Labeled shape records:
========================================================================

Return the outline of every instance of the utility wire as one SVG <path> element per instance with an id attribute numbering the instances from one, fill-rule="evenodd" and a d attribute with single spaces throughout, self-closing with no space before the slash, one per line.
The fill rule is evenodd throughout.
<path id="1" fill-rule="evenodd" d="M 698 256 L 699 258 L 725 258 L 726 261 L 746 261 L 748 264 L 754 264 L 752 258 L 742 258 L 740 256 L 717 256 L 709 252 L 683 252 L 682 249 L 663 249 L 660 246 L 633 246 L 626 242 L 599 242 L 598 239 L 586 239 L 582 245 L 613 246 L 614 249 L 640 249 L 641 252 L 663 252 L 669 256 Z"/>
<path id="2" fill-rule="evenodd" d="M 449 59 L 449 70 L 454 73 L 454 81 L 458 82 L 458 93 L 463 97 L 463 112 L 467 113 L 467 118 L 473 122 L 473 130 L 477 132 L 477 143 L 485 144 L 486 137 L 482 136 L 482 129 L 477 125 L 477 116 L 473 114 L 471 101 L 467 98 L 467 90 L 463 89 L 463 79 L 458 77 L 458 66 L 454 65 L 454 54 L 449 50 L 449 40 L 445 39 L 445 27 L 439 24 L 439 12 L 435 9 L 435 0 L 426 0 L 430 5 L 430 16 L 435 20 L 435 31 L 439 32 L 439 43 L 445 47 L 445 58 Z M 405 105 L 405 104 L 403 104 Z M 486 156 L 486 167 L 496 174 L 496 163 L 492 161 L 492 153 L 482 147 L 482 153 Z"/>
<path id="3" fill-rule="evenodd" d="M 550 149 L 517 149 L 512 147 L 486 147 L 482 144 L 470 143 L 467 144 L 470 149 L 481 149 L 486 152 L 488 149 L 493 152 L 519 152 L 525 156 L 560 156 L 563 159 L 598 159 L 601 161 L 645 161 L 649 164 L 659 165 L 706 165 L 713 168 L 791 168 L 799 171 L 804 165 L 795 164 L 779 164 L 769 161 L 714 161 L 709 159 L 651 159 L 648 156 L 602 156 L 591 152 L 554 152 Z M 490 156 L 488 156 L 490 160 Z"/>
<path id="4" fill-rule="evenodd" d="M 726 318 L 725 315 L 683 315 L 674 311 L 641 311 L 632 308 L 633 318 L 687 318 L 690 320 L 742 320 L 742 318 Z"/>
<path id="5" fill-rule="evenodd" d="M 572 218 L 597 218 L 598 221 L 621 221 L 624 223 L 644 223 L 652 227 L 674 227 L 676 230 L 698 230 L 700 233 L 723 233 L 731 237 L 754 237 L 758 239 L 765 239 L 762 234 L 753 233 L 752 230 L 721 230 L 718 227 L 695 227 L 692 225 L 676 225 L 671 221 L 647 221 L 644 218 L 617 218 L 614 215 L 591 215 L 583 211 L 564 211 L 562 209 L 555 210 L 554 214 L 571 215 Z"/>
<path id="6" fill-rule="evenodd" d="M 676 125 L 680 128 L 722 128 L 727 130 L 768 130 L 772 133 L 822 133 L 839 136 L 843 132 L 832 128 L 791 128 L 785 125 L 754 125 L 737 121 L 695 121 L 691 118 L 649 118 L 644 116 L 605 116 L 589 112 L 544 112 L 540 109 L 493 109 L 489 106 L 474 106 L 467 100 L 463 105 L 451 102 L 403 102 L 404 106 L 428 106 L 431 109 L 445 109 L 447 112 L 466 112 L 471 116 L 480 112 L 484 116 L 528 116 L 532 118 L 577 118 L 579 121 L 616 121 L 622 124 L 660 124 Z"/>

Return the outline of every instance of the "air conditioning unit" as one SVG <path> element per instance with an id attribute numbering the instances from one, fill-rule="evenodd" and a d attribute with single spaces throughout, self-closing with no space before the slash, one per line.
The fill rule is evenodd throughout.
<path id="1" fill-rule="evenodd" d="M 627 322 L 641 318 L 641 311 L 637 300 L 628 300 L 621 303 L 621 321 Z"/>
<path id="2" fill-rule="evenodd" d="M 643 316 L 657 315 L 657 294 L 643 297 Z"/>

========================================================================

Task details ▸
Quote all of the items above verbatim, line for line.

Solution for this exercise ▸
Return the outline of every instance of the utility wire as one SVG <path> element per instance with an id attribute numbering the instances from one, fill-rule="evenodd" and a d attribute with single spaces throughout, self-closing with no space before the slash, one per line.
The fill rule is evenodd throughout.
<path id="1" fill-rule="evenodd" d="M 698 256 L 699 258 L 725 258 L 726 261 L 746 261 L 748 264 L 754 264 L 752 258 L 742 258 L 740 256 L 717 256 L 709 252 L 683 252 L 682 249 L 663 249 L 660 246 L 633 246 L 626 242 L 599 242 L 598 239 L 586 239 L 582 245 L 613 246 L 614 249 L 640 249 L 641 252 L 663 252 L 669 256 Z"/>
<path id="2" fill-rule="evenodd" d="M 449 59 L 449 70 L 454 73 L 454 81 L 458 82 L 458 93 L 463 97 L 463 112 L 467 113 L 467 118 L 473 122 L 473 130 L 477 132 L 477 143 L 485 144 L 486 137 L 482 136 L 482 129 L 477 125 L 477 116 L 473 114 L 471 101 L 467 98 L 467 90 L 463 89 L 463 79 L 458 77 L 458 66 L 454 65 L 454 54 L 449 50 L 449 40 L 445 39 L 445 27 L 439 24 L 439 12 L 435 9 L 435 0 L 426 0 L 430 5 L 430 16 L 435 20 L 435 31 L 439 32 L 439 43 L 445 47 L 445 58 Z M 405 105 L 405 104 L 403 104 Z M 486 156 L 486 167 L 496 174 L 496 163 L 492 161 L 492 153 L 482 147 L 482 153 Z"/>
<path id="3" fill-rule="evenodd" d="M 550 149 L 517 149 L 512 147 L 486 147 L 482 144 L 470 143 L 467 144 L 470 149 L 481 149 L 486 152 L 488 149 L 493 152 L 519 152 L 525 156 L 560 156 L 563 159 L 598 159 L 601 161 L 645 161 L 649 164 L 659 165 L 706 165 L 713 168 L 791 168 L 799 171 L 804 165 L 795 164 L 779 164 L 769 161 L 714 161 L 709 159 L 651 159 L 648 156 L 602 156 L 591 152 L 554 152 Z M 490 156 L 488 156 L 490 160 Z"/>
<path id="4" fill-rule="evenodd" d="M 726 318 L 725 315 L 683 315 L 674 311 L 641 311 L 632 308 L 633 318 L 687 318 L 690 320 L 742 320 L 742 318 Z"/>
<path id="5" fill-rule="evenodd" d="M 572 218 L 597 218 L 598 221 L 621 221 L 624 223 L 644 223 L 652 227 L 674 227 L 676 230 L 698 230 L 700 233 L 723 233 L 731 237 L 754 237 L 758 239 L 765 239 L 762 234 L 753 233 L 752 230 L 721 230 L 718 227 L 695 227 L 692 225 L 676 225 L 671 221 L 647 221 L 644 218 L 617 218 L 614 215 L 591 215 L 583 211 L 564 211 L 562 209 L 555 210 L 554 214 L 571 215 Z"/>
<path id="6" fill-rule="evenodd" d="M 676 125 L 680 128 L 722 128 L 727 130 L 768 130 L 772 133 L 822 133 L 839 136 L 843 132 L 832 128 L 791 128 L 785 125 L 754 125 L 737 121 L 695 121 L 691 118 L 649 118 L 644 116 L 605 116 L 589 112 L 544 112 L 540 109 L 493 109 L 489 106 L 474 106 L 467 100 L 463 105 L 451 102 L 403 102 L 404 106 L 428 106 L 431 109 L 445 109 L 447 112 L 466 112 L 471 116 L 480 112 L 484 116 L 528 116 L 532 118 L 577 118 L 579 121 L 616 121 L 622 124 L 660 124 Z"/>

Return the outline of every instance of the "air conditioning unit" as one SVG <path> element per instance with an id attribute numbering the instances from one, fill-rule="evenodd" and a d attribute with single spaces throughout, self-closing with no space before the slash, one per line.
The fill rule is evenodd throughout.
<path id="1" fill-rule="evenodd" d="M 627 322 L 641 318 L 641 311 L 637 300 L 628 300 L 621 303 L 621 321 Z"/>
<path id="2" fill-rule="evenodd" d="M 643 316 L 657 315 L 657 294 L 643 297 Z"/>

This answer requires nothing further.